The answer must consist of every line from the entries that holds the word "striped".

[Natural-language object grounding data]
---
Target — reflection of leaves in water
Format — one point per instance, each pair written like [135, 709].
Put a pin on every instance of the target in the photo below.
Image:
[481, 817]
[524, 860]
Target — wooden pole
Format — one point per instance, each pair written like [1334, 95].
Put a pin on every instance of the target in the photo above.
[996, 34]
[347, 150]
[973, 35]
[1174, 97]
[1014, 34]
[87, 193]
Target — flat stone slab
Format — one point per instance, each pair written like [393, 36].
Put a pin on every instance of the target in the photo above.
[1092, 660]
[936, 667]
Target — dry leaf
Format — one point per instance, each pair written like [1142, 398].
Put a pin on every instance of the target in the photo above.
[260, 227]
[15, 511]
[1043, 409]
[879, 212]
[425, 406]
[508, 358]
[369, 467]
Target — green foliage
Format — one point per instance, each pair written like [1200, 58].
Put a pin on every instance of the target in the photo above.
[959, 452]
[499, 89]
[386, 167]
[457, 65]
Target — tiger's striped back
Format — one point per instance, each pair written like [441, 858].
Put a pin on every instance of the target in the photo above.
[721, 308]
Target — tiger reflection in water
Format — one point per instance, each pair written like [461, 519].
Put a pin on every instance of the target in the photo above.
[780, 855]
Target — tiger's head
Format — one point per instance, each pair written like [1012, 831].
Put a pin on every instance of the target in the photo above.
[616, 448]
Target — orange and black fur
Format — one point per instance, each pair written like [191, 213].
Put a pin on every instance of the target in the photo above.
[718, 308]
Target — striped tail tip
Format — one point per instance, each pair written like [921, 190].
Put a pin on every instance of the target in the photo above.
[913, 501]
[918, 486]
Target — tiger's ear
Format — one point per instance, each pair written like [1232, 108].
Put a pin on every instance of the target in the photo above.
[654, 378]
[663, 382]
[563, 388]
---
| SOLUTION FOR THIS PROBLEM |
Target — tiger's striped back
Target — striped tail tip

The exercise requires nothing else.